(Provided data Opens)

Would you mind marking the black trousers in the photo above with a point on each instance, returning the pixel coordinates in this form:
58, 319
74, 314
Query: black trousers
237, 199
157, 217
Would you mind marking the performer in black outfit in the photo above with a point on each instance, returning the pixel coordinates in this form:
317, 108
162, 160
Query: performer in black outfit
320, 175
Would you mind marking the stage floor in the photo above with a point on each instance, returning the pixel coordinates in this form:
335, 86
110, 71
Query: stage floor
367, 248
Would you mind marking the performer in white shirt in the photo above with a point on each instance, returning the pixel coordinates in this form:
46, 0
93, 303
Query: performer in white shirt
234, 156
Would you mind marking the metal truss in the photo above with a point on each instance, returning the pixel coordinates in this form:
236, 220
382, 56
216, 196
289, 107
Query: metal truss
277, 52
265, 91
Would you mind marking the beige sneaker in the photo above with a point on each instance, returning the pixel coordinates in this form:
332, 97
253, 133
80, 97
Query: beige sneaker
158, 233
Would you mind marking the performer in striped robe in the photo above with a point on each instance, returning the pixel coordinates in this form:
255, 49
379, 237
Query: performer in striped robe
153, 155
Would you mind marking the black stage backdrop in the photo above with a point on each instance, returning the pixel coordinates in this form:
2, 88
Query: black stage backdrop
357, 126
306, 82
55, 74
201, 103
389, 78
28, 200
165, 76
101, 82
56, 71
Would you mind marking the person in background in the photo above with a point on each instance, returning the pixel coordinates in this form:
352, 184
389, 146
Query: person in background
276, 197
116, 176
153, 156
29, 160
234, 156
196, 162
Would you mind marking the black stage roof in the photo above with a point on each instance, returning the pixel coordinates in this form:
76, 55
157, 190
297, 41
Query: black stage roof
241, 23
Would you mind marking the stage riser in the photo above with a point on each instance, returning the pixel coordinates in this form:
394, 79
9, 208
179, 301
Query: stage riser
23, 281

(Provided data Closes)

Please copy out the preceding data in full, exactly as written.

Would you mind marking the black trousers in the photo above with a point on each instance, returning the pixel coordinates in this form:
58, 319
74, 314
Query: black trousers
237, 199
157, 217
Would you mind marking the performer in black outfit in the photo above with a point on each instance, returning the pixel coordinates in this form:
317, 108
162, 160
Query: performer in black outfit
320, 175
Would you mind marking the stage floor in the photo above with a point on each instance, returning the pixel coordinates in this form:
335, 86
110, 71
Query: stage floor
367, 248
Would you mind marking the performer in white shirt in the photo above with a point on each instance, returning the pixel coordinates in this form:
46, 0
93, 303
Query: performer in white shirt
234, 156
Would you mind marking the metal truss in the photo above with a point on each instance, returning the pixel coordinates in this form:
236, 220
382, 56
216, 196
289, 107
Query: metal truss
277, 52
265, 91
Would you mind marking the beige sneaker in the photo above with a point on each instance, returning the pixel coordinates in this form:
332, 97
253, 133
80, 97
Query: beige sneaker
158, 233
Would you mind marking the performer in striped robe in the photo above with a point on each instance, returning the pixel coordinates in this form:
255, 49
379, 237
Query: performer in striped robe
153, 155
Would you mind marking the black stage backdrop in the photo above with a point on each instance, returning the pixel coordinates in this form:
2, 88
Query: black stage backdrop
357, 126
306, 82
55, 74
201, 103
389, 78
28, 200
165, 76
101, 82
56, 71
Would you mind marking the person in background in the photo above with a point on each instance, returning the pixel coordinates in this form:
352, 184
389, 146
Query: person in background
276, 197
116, 176
153, 156
29, 160
234, 156
196, 162
Would you mind marking the black stage roof in the photo above with a point on each instance, returning the pixel coordinates in this form:
76, 55
157, 190
297, 41
Query: black stage roof
241, 23
Would you mind marking the stage riser in the photo above with a point on each instance, returning the pixel coordinates in this form:
394, 79
9, 208
179, 301
Query: stage riser
23, 281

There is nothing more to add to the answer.